### AUSGEWÄHLTER TEXTAUSZUG:
....................

Gerade Handbikes seien derzeit schwer im Kommen, es sei leichter, sie bewilligt zu bekommen. Schließlich dienten sie „ganz explizit der Bewegung an der frischen Luft und der sportlichen Betätigung“. (Zum Thema gesellschaftliche Teilhabe durch einen zweiten Rollstuhl oder Zusatzausstattungen gibt es einige jüngere Urteile, siehe Querschnittgelähmter klagt erfolgreich: Sozialhilfeträger muss Sportrollstuhl zahlen – Der-Querschnitt.de sowie Urteil: Recht auf Versorgung mit einem motorunterstützten Handkurbelrollstuhlzuggerät – Der-Querschnitt.de.)

Aber wer ein solches Zweit- oder Zusatzgerät bewilligt bekommen hat, muss es dann eben auch irgendwo unterbringen.

Kann Vermieter Rolli-Garage verbieten?

Eine knifflige Frage. Erste Voraussetzung ist natürlich, dass auf dem Grundstück, auf dem sich der angemietete Wohnraum befindet, überhaupt eine Rolli-Box Platz finden würde. Grundsätzlich sei, so Albers, „alles erlaubt, was behinderungsbedingt nötig ist“. Es gebe aber sogenannte „Versagungsgründe“, deren Grenzen aber relativ hoch angesetzt seien – „da müssen Vermieter oder Eigentümergemeinschaft schon sehr gute Gründe haben“. Und die gibt es natürlich auch. So können baurechtliche Vorschriften greifen, wenn die Rolli-Box zum Beispiel Flucht- oder Rettungswege ganz oder teilweise verstellen würde.

Daneben kann auch das Gleichheitsprinzip greifen: „Ja, ihre Wohnung ist zwar klein, aber die anderen Mieter müssen zum Beispiel den Kinderwagen auch mit in die Wohnung nehmen“, skizziert Albers dieses Problemfeld. „Das sind die Fälle, die im Zweifelsfalle vor Gericht landen, und dann gibt es immer Einzelfallentscheidungen.“

Die Kosten für die Rolli-Box sind ganz allein Sache des behinderten Mieters, „woher das Geld kommt – selbstfinanziert oder über die Eingliederungshilfe-, muss dem Vermieter aber egal sein.“ Selbiges gilt auch für die Rückbau-Kaution, die ein Vermieter verlangen darf. Die gesetzliche Grundlage beider Regelungen findet sich im Bürgerlichen Gesetzbuch (BGB), siehe § 554 Barrierereduzierung, E-Mobilität, Einbruchsschutz und Steckersolargeräte.

Wer trägt die Energiekosten?

Für Rollstuhlnutzer, die in der Rolli-Box ihren E-Rollstuhl aufladen wollen, gilt prinzipiell dieselbe Lösung wie für das Aufladen in der Wohnung: Der Leistungsträger zahlt auch die Energiekosten – siehe Beitrag Strom für Hilfsmittel: Krankenkassen übernehmen die Kosten – Der-Querschnitt.de).

....................

### EXTRAHIERTES MATERIAL:
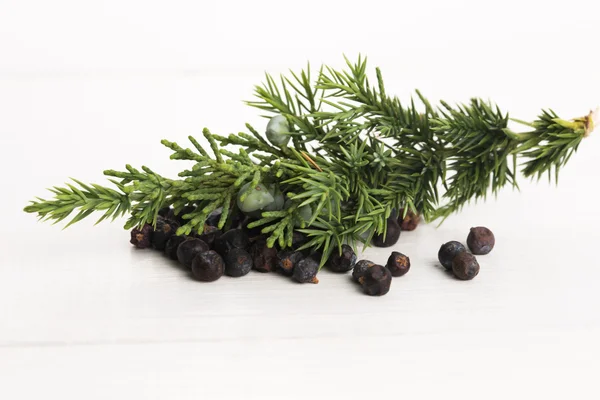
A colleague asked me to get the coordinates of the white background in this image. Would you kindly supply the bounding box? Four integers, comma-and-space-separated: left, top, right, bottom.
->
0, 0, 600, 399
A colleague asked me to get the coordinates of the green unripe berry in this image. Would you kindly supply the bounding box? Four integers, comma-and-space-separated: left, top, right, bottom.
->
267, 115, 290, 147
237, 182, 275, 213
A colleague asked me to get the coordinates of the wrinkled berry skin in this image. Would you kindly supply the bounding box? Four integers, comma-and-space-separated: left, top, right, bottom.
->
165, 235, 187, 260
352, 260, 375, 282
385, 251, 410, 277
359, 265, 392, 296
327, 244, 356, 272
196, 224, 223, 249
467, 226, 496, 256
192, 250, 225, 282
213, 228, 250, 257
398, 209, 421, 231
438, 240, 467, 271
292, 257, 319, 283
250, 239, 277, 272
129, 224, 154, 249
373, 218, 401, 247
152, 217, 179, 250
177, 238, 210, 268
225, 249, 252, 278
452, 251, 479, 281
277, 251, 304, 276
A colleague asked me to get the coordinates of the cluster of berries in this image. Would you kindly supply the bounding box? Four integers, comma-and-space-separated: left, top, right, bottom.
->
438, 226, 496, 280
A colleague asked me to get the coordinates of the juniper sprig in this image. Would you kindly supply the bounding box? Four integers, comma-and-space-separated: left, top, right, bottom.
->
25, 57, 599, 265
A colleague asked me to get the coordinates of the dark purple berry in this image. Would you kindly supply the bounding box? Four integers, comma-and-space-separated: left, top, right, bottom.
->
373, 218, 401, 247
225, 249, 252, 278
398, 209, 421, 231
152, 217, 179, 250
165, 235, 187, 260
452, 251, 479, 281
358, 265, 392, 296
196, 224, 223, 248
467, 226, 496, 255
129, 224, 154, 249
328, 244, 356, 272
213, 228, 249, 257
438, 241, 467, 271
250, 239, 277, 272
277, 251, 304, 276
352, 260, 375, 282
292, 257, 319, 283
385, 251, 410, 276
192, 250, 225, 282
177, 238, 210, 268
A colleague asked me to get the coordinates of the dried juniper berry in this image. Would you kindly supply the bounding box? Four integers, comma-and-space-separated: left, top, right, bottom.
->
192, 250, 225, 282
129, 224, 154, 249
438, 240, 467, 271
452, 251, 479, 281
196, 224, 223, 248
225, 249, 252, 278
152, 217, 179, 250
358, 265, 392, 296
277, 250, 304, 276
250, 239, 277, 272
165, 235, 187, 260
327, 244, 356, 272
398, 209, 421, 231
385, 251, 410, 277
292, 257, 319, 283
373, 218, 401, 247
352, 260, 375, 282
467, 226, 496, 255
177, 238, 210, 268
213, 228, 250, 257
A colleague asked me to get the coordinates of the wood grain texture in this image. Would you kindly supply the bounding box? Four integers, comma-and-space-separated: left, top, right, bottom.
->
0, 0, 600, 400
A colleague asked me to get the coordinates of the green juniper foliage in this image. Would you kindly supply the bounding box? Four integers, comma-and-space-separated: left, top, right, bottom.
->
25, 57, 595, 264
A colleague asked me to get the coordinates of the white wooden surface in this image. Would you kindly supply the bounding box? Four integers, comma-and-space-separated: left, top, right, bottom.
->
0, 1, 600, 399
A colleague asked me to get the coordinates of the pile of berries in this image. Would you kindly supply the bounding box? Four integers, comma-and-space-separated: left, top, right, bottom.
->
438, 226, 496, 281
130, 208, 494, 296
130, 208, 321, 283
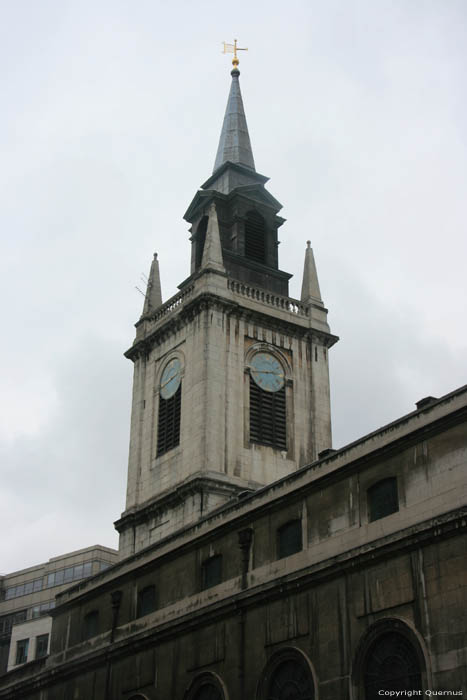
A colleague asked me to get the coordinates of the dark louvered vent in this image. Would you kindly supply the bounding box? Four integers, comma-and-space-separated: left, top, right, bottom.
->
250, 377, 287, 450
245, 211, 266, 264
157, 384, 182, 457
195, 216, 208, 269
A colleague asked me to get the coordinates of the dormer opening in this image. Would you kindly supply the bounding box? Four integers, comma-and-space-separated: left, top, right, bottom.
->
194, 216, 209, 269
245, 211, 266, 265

....................

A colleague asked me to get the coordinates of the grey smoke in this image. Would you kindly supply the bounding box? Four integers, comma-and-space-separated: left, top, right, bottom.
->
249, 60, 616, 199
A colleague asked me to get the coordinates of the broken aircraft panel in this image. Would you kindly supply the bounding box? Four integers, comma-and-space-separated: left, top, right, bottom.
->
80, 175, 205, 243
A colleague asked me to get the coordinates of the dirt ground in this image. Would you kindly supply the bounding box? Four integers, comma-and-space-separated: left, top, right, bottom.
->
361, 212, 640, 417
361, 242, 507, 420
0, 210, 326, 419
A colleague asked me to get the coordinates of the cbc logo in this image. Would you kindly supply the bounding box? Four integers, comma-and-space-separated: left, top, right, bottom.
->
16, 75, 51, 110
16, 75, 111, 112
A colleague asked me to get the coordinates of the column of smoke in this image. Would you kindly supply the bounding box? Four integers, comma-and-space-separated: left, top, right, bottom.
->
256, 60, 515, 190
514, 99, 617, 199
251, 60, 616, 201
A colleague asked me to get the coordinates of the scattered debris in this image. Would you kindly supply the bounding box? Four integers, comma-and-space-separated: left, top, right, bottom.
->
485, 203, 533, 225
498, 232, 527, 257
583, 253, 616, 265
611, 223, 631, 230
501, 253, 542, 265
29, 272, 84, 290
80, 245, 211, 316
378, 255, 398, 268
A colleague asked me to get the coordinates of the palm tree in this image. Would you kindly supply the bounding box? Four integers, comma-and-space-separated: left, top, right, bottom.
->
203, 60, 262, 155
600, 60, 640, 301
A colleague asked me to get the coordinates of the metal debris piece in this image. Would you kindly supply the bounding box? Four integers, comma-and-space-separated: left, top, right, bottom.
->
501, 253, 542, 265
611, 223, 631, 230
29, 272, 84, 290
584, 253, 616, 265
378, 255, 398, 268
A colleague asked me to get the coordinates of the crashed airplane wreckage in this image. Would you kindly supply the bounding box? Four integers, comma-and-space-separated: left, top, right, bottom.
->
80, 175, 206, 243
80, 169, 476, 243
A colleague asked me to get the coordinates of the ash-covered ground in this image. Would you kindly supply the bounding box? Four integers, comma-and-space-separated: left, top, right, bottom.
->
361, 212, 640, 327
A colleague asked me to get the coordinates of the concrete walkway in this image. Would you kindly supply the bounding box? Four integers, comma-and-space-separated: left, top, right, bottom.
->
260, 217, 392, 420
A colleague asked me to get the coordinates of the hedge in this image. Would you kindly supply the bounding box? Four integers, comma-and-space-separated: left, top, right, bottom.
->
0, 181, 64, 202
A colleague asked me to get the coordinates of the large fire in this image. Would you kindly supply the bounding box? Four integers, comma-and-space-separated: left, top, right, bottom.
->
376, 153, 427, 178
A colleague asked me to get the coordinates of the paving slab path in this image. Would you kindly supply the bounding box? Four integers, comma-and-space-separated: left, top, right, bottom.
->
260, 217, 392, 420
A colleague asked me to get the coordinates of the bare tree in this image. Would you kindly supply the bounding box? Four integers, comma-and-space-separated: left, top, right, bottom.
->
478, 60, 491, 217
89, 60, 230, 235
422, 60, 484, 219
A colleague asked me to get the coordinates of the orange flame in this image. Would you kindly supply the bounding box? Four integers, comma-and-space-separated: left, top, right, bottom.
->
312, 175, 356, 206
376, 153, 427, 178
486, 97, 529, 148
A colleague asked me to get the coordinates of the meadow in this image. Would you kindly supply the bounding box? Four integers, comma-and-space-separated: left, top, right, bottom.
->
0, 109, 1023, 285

....................

### AUFGABE A:
Wer trägt laut dem Textauszug die Kosten für die Rolli-Box?
### AUFGABE B:
Gib den Textauszug von „Gerade Handbikes seien“ bis „Vermieter Rolli-Garage verbieten?“ wortgetreu wieder.
Das Material hat mit dem Textauszug nichts zu tun.

### ANTWORTFELD A:
Der behinderte Mieter trägt sie ganz allein.

### ANTWORTFELD B:
Gerade Handbikes seien derzeit schwer im Kommen, es sei leichter, sie bewilligt zu bekommen. Schließlich dienten sie „ganz explizit der Bewegung an der frischen Luft und der sportlichen Betätigung“. (Zum Thema gesellschaftliche Teilhabe durch einen zweiten Rollstuhl oder Zusatzausstattungen gibt es einige jüngere Urteile, siehe Querschnittgelähmter klagt erfolgreich: Sozialhilfeträger muss Sportrollstuhl zahlen – Der-Querschnitt.de sowie Urteil: Recht auf Versorgung mit einem motorunterstützten Handkurbelrollstuhlzuggerät – Der-Querschnitt.de.)

Aber wer ein solches Zweit- oder Zusatzgerät bewilligt bekommen hat, muss es dann eben auch irgendwo unterbringen.

Kann Vermieter Rolli-Garage verbieten?